## BEGIN
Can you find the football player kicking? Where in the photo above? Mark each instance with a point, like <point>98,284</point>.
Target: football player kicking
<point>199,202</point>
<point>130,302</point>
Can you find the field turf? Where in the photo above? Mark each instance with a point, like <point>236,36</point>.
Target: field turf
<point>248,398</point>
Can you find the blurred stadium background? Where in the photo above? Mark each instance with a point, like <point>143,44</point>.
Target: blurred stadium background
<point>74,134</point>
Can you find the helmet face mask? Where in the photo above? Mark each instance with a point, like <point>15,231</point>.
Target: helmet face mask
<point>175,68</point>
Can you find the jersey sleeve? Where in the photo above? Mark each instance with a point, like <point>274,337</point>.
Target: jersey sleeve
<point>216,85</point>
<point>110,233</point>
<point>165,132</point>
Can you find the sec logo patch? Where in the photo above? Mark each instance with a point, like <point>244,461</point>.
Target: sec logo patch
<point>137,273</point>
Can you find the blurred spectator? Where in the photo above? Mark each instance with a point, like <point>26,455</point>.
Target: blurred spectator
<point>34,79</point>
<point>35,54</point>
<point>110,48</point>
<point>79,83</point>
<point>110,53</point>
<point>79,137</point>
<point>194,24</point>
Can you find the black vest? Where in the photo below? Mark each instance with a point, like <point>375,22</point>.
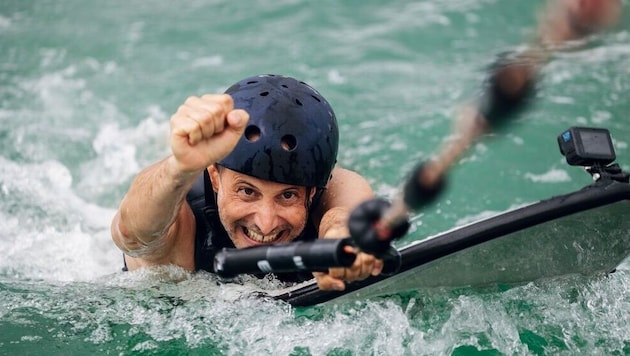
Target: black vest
<point>210,235</point>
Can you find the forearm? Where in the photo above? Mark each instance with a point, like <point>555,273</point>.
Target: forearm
<point>152,205</point>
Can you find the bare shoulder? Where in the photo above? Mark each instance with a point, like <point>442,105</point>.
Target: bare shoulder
<point>346,188</point>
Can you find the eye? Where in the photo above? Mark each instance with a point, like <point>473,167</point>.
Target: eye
<point>247,191</point>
## END
TASK DESCRIPTION: Rewrite all of the rows above with "Object" swapped in for every "Target", changing nothing else, and leave the pictures out.

EXERCISE SOLUTION:
Can you find the football player kicking? Where in the photo above? Mark each instance with a point, like <point>98,284</point>.
Object: football player kicking
<point>199,202</point>
<point>130,302</point>
Can you find the field turf? Where in the photo above? Mark each instance with a point, like <point>236,36</point>.
Object: field turf
<point>248,398</point>
Can you find the blurred stadium background? Where in the photo above? Mark each instance with a point, like <point>143,44</point>.
Object: blurred stadium background
<point>74,134</point>
Can you find the helmet face mask? Where in the photo above? Mark each instance with a point, like <point>15,231</point>.
Object: helmet face mask
<point>175,68</point>
Can you find the jersey sleeve? Where in the photo above? Mark each instance with a point, like <point>274,337</point>.
Object: jersey sleeve
<point>216,85</point>
<point>110,233</point>
<point>165,132</point>
Can you find the sec logo patch? Where in the photo above? Mark each instance with a point, like <point>244,461</point>.
Object: sec logo patch
<point>137,273</point>
Can you find the blurred spectator? Where in the photo above? Mark each instance with a point, like <point>26,455</point>.
Object: blurred spectator
<point>34,79</point>
<point>35,54</point>
<point>110,48</point>
<point>79,83</point>
<point>110,53</point>
<point>79,137</point>
<point>194,24</point>
Can you find the black vest? Where in the photo below? Mark each instance with a point, like <point>375,22</point>.
Object: black vest
<point>210,235</point>
Can you find the forearm? Where in the photo above? Mark each instance with a point, like <point>555,273</point>.
Object: forearm
<point>152,205</point>
Can you find the bare shoulder? Where in the photo above? Mark each instance with a point, like <point>442,105</point>.
Object: bare shoulder
<point>346,188</point>
Can you find the eye? Where in the photo above? Mark each instance with a point, like <point>473,167</point>.
Object: eye
<point>247,191</point>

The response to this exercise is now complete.